WORK INSTRUCTIONS:
Transcribe the album review below, starting at the words "What makes this" and ending after the words "and Buckethead perfectly.".

DOCUMENT PASSAGE:
──────────

Review by Dick Heath
5 stars There are two jazz rock albums of the 90's which I rate highly: 'Octave of The Holy Innocents' and the difficult to find 'Save The Robots' by Conrad Schrenk's Extravaganza.

'Octave' was recorded in the early 90's, when Hellborg was crossing and recrossing many music boundaries, in his musical experimentations and fortunately many ended up on record. Hellborg here is joined by the original Santana drummer Michael Shrieve, (by this time having had 15 years as an independent musician), and a young, then unknown, Buckethead (a connection no doubt made because of Hellborg's collaborations with Bill Laswell - e.g. check out Praxis).

What makes this a very special jazz rock album, is the unusual combinations of instruments: acoustic bass guitar (Hellborg) and acoustic guitar (Buckethead). Both guitarists will pleasantly shock with their sheer speed of attack and complex playing - this is both an essential album for acoustic shredders and those who desire to know what one of the best acoustic bass guitarists in the world can do. And Michael Shrieve - always an individual drummer - his playing is a delight, complimenting Hellborg and Buckethead perfectly.

Hellborg wrote the following to describe the reasons for writing and recording this album, and the anger clearly expressed in the words with be heard clearly expessed in the playing:

"In a World of premeditated mass murder by governments, of rampant pedophilia, of values turned inside out by media tycoons in order to make money, of torture and unchecked genocide. Who is innocent? Who will protect the innocents? And who will stand up and face the grotesque explanations of why a 10-year-old girl walking to buy bread is shot in the back by a soldier, why parents molests their own children. How can a soldier who is somebody's brother rape.

──────────

INFORMATION SUPPLIED:
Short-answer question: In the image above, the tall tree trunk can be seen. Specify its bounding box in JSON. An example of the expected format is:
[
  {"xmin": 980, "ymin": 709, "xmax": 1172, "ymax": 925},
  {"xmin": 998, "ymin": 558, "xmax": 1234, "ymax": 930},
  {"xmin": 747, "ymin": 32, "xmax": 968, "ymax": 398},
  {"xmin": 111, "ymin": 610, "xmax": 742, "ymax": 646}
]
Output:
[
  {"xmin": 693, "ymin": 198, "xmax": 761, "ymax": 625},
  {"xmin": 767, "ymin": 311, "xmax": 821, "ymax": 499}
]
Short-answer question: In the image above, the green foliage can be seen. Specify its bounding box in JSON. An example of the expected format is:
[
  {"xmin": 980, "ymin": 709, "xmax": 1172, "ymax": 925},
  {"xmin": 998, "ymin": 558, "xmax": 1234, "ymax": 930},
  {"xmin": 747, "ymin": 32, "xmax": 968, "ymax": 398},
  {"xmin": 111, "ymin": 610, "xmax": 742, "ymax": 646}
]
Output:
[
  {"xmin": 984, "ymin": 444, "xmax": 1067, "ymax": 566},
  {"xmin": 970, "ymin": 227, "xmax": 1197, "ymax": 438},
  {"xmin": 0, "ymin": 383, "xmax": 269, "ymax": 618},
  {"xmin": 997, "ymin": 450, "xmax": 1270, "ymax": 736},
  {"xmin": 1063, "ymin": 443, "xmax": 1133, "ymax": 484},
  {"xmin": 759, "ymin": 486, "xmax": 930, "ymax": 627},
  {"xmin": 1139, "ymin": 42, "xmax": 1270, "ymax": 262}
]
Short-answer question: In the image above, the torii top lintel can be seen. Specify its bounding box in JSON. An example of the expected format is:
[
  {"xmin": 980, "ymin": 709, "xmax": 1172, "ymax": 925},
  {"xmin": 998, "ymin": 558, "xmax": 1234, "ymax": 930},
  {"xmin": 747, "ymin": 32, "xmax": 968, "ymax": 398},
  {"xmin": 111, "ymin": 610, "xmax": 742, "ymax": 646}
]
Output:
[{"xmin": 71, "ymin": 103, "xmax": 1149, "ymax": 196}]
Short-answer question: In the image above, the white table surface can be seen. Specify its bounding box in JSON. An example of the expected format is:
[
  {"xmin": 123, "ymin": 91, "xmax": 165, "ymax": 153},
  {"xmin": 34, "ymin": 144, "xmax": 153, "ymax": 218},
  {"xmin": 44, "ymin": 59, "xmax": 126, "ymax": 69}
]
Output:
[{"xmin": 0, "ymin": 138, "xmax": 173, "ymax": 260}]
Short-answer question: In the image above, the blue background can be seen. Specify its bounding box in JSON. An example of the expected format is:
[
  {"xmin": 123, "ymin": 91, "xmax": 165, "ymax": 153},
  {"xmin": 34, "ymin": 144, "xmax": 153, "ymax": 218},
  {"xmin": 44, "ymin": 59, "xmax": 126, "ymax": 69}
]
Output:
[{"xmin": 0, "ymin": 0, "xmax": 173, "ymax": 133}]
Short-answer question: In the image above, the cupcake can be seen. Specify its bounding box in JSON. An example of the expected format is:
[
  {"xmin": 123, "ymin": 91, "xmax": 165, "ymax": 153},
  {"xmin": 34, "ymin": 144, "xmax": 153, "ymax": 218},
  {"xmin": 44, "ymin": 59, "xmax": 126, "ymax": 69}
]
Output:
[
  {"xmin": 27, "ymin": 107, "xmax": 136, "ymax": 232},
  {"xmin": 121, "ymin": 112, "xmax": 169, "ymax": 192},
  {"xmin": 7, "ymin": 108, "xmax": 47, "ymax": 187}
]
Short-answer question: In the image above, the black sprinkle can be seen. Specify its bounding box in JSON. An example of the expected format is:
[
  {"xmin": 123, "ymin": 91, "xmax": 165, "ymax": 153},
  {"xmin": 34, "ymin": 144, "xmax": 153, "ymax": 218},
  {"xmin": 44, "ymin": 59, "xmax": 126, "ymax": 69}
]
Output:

──────────

COMPLETED TASK:
What makes this a very special jazz rock album, is the unusual combinations of instruments: acoustic bass guitar (Hellborg) and acoustic guitar (Buckethead). Both guitarists will pleasantly shock with their sheer speed of attack and complex playing - this is both an essential album for acoustic shredders and those who desire to know what one of the best acoustic bass guitarists in the world can do. And Michael Shrieve - always an individual drummer - his playing is a delight, complimenting Hellborg and Buckethead perfectly.